* EXCERPT

■ ■ ■

Thomas Davies (born 30 June 1998) is an English professional footballer who plays as a central midfielder for  club Everton. He was a former England national under-21 team player. Davies is an academy graduate of Everton and made his first-team debut in April 2016 at the age of 17. Two years later, he became the youngest player to captain the side, doing so at the age of 20 years and 60 days.

Early and personal life
Davies was born in Liverpool, Merseyside. He is the nephew of former Everton player Alan Whittle, who made 74 appearances for the club between 1967 and 1972, and his older brother, Liam, is a semi-professional footballer who plays for Bala Town. Davies does volunteer work with the Sunday Supper Project, a local charity organization aimed at supporting Liverpool's homeless community.

■ ■ ■

* INFORMATION SHOWN
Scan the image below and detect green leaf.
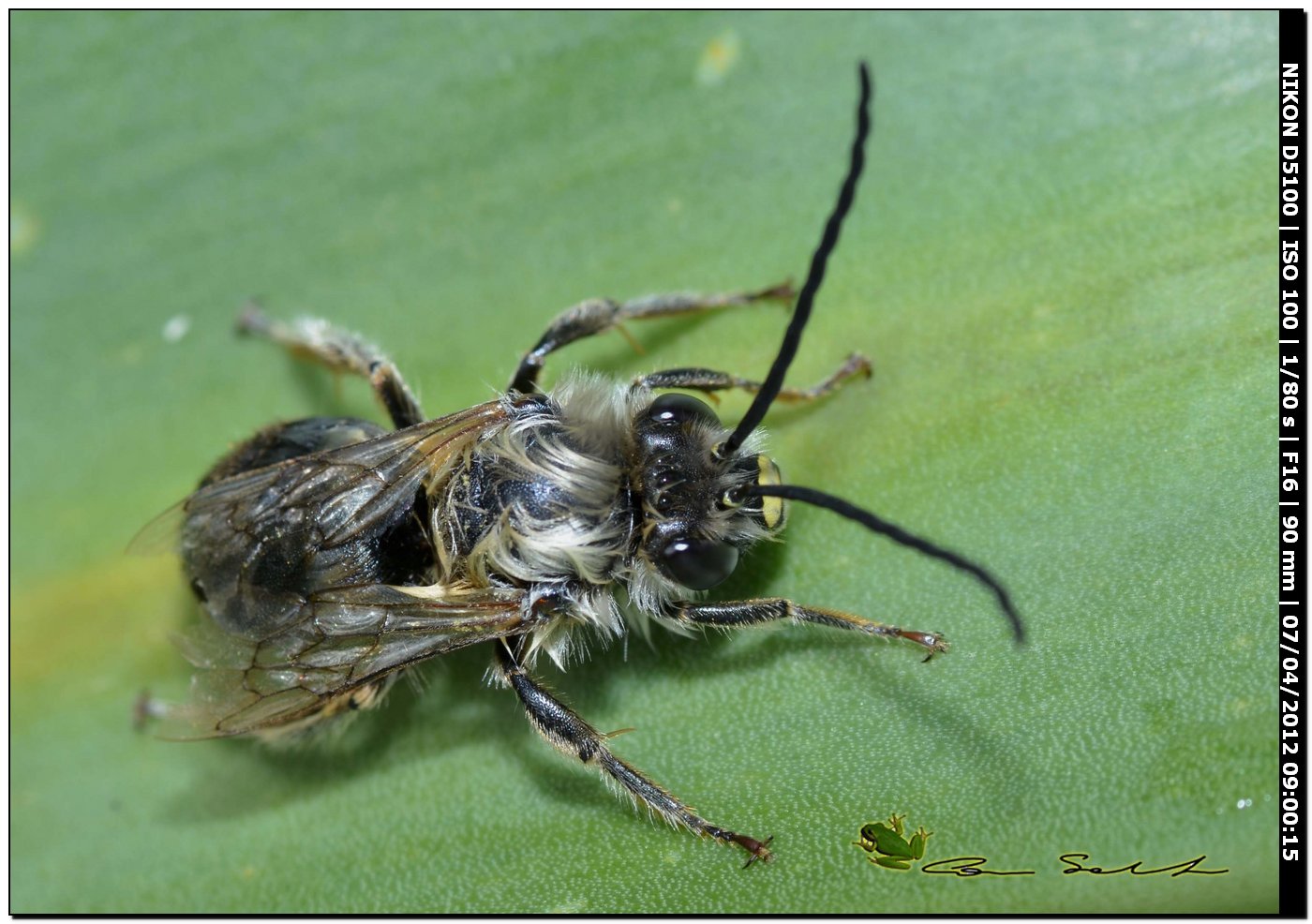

■ ■ ■

* GOALS
**1.** Transcribe the portion of the Thomas Davies biography between "Thomas Davies (born" and "and 60 days.", inclusive.
**2.** Answer these questions from the Thomas Davies biography:
(a) In what month and year did Davies make his first-team debut?
(b) Which club does his older brother Liam play for?
(c) How many appearances did Alan Whittle make for Everton?

* RESULTS OF THE TASKS
**1.**
Thomas Davies (born 30 June 1998) is an English professional footballer who plays as a central midfielder for  club Everton. He was a former England national under-21 team player. Davies is an academy graduate of Everton and made his first-team debut in April 2016 at the age of 17. Two years later, he became the youngest player to captain the side, doing so at the age of 20 years and 60 days.

**2.**
(a) April 2016
(b) Bala Town
(c) 74